=== DATA FOR THIS TASK ===
_ _ _ _ _ _ _

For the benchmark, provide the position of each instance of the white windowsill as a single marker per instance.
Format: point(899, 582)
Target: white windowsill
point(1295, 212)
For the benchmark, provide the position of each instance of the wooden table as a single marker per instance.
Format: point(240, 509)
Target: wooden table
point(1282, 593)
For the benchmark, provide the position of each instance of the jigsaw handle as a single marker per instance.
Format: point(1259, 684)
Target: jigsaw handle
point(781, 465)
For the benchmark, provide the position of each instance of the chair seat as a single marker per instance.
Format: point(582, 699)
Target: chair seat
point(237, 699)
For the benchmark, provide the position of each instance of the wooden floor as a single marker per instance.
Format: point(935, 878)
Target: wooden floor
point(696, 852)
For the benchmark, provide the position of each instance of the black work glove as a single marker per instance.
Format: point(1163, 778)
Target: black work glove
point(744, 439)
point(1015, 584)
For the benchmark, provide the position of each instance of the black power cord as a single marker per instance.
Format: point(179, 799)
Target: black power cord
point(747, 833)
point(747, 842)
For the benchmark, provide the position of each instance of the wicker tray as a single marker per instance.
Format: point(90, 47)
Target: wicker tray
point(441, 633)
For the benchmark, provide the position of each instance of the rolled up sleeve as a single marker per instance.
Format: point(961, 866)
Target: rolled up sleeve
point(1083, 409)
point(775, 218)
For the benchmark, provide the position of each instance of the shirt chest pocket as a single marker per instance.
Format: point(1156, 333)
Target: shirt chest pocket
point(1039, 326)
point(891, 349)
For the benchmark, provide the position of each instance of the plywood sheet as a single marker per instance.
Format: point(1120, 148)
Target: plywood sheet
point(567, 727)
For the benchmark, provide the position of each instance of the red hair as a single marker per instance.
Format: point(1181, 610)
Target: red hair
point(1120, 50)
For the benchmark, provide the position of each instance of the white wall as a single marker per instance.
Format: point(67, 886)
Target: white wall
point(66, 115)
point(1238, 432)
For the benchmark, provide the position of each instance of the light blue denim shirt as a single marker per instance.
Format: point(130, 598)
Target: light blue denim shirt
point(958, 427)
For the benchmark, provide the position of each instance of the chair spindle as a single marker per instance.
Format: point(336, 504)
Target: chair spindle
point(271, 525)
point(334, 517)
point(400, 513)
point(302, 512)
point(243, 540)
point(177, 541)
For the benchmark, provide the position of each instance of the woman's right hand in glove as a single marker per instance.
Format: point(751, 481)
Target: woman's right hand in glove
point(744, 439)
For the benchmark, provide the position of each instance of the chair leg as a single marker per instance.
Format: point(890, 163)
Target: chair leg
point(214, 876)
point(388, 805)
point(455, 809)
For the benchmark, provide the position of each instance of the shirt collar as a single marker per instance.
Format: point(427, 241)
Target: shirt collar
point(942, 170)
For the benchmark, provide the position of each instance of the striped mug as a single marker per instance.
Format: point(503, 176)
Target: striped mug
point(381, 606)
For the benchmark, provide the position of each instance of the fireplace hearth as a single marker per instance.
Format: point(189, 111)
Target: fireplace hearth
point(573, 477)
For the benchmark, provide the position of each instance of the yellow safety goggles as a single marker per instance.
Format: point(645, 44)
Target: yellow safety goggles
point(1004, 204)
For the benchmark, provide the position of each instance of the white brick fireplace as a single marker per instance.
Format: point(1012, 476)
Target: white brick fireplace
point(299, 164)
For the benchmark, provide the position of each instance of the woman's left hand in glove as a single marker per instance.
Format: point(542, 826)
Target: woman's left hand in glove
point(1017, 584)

_ _ _ _ _ _ _

=== EXERCISE GOAL ===
Write out the whole listing above again, word for word, with every line in its original order.

=== FULL OUTPUT ===
For the benchmark, provide the position of each instance of the white windowsill as a single marker per instance.
Format: point(899, 582)
Target: white windowsill
point(1295, 212)
For the benchmark, provide the position of each instance of the wooden table as a single marker per instance.
Format: point(240, 509)
Target: wooden table
point(1282, 593)
For the benchmark, provide the position of each instance of the jigsaw handle as a single marker per instance.
Format: point(1259, 684)
Target: jigsaw handle
point(781, 465)
For the benchmark, provide the position of each instance of the chair seat as a single marker per instance.
Format: point(582, 699)
Target: chair seat
point(237, 699)
For the benchmark, provide the position of each instance of the wooden floor as a single marker per instance.
Format: point(935, 878)
Target: wooden floor
point(696, 852)
For the benchmark, provide the position of each instance of the black work glove as a single marker per instance.
Format: point(1163, 778)
Target: black work glove
point(744, 439)
point(1015, 584)
For the benchmark, provide the position of each instance of the black power cord as a single marker per instance.
Format: point(179, 799)
Target: black power cord
point(747, 833)
point(747, 842)
For the benchmark, provide the position of each instance of the wicker tray as a single marker per instance.
Format: point(90, 47)
Target: wicker tray
point(441, 633)
For the benchmark, provide the position of each instance of the rolled up sleeve as a single marker per instance.
Format: point(961, 866)
Target: rolled up sleeve
point(1083, 409)
point(775, 218)
For the benchmark, provide the position of each instance of the shirt chest pocket as a single marker per instance.
Format: point(1156, 333)
Target: shirt chest pocket
point(1039, 326)
point(891, 349)
For the benchmark, provide the position of each instance of the plywood sheet as a single marker per instance.
Format: point(1120, 148)
Target: plywood sheet
point(567, 727)
For the benchmark, provide the position of each instance of the red hair as a single marker per instance.
Format: point(1181, 610)
Target: red hair
point(1120, 50)
For the benchmark, provide the position of each instance of the white wall as a single marker per instance.
Format: point(67, 886)
Target: white wall
point(66, 115)
point(1238, 432)
For the benchmark, provide the position of each instance of the light blue denim shirt as a single marker per instance.
Format: point(130, 598)
Target: light blue denim shirt
point(958, 427)
For the benchmark, provide the position of each instance of the chair spindle as a single marker per instance.
Format: point(336, 504)
Target: chair spindle
point(271, 525)
point(334, 517)
point(400, 513)
point(302, 512)
point(243, 540)
point(177, 541)
For the benchmark, provide the position of each instance of the woman's right hand in glove as a single marker per instance.
Format: point(751, 481)
Target: woman's right hand in glove
point(744, 439)
For the benchmark, provide the position of each instance of the chair leg as a single marker per instance.
Format: point(890, 163)
Target: chair leg
point(214, 876)
point(388, 805)
point(455, 809)
For the benchmark, provide the position of each instance of the shirt collar as a single marker per instance.
Format: point(427, 241)
Target: shirt collar
point(942, 170)
For the benchmark, provide the position of each instance of the striped mug as a single marker per instance.
Format: point(503, 176)
Target: striped mug
point(381, 606)
For the benchmark, provide the position of each instance of the fireplace hearth as a single marker per instance.
Format: point(189, 111)
Target: fireplace hearth
point(573, 477)
For the benchmark, provide the position of each instance of the yellow safety goggles as a single marker per instance.
Format: point(645, 44)
Target: yellow safety goggles
point(1004, 204)
For the benchmark, provide the position of each instance of the white brick fireplace as a single marker per instance.
Format: point(1012, 476)
Target: white brick fireplace
point(299, 164)
For the benchmark, provide the position of each instance of the woman's left hand in glove as a single marker per instance.
Format: point(542, 826)
Target: woman's left hand in glove
point(1017, 584)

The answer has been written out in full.